◆ **提供テキスト**
__________

心に響く 講演・セミナー集

先の見えない世界に光を!~その1~

わたしたちの日常は、とても心騒がしい。
誰が勝って、誰が負けたか。
誰が得して、誰が損したか。

勝ち負け

誰がいい人で、誰が悪い人か。
誰が裏切らない人で、誰が裏切る人か。
誰が友達で、誰が敵か。
そんな社会の中で、自分はどう評価されているか。
私たちは、たいてい市場原理の世界に放り出されます。
そこでたくましく、“大事なもの”を見失わないようにしなければいけない。
しかし、人間は無意識に利己的な目的を抱くと言われています。

私はアメリカで大学院生時代をおくりました。
大学院ではさまざまな競争があったのですが、
奨学金の申請をする時に、こんなことがありました。
ある日アメリカの友達とレポートを出しに行ったんです。

__________

◆ **データ一覧**
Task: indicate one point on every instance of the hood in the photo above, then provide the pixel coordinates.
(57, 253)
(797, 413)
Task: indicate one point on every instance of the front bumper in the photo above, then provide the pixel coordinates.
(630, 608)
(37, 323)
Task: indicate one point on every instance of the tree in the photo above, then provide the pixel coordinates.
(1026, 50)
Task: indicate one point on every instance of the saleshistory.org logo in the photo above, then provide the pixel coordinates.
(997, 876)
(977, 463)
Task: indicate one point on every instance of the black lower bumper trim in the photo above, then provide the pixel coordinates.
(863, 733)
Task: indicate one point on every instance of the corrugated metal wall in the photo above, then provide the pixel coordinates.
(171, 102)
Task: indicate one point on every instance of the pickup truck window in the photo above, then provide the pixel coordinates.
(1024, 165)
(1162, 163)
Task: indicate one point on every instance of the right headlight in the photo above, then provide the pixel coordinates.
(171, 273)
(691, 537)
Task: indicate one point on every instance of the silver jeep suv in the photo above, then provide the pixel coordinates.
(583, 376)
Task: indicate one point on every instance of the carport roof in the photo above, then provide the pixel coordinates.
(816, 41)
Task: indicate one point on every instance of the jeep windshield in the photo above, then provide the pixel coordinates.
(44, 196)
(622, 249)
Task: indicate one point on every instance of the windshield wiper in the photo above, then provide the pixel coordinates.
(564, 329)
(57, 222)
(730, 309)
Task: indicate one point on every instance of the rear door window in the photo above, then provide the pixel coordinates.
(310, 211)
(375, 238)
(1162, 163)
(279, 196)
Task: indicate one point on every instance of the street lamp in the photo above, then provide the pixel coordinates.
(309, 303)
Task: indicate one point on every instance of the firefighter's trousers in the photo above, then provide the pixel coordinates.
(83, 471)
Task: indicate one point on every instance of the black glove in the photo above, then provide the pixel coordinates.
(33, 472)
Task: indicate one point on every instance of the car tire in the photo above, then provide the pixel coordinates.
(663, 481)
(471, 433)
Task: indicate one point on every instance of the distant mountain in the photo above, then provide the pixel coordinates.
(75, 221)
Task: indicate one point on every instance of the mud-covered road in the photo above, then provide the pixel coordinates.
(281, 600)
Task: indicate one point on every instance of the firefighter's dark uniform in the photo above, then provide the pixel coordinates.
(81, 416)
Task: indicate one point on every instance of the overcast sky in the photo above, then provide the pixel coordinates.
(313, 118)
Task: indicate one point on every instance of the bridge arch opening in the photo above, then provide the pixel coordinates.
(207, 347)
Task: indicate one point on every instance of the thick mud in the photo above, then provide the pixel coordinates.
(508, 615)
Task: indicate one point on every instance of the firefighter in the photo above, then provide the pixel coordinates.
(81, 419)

__________

◆ **記述課題**
提供テキストの「誰が得して、誰が損したか。」から「私はアメリカで大学院生時代をおくりました。」までの箇所を、一字一句変えずに書き写してください。

◆ **課題への回答**
誰が得して、誰が損したか。

勝ち負け

誰がいい人で、誰が悪い人か。
誰が裏切らない人で、誰が裏切る人か。
誰が友達で、誰が敵か。
そんな社会の中で、自分はどう評価されているか。
私たちは、たいてい市場原理の世界に放り出されます。
そこでたくましく、“大事なもの”を見失わないようにしなければいけない。
しかし、人間は無意識に利己的な目的を抱くと言われています。

私はアメリカで大学院生時代をおくりました。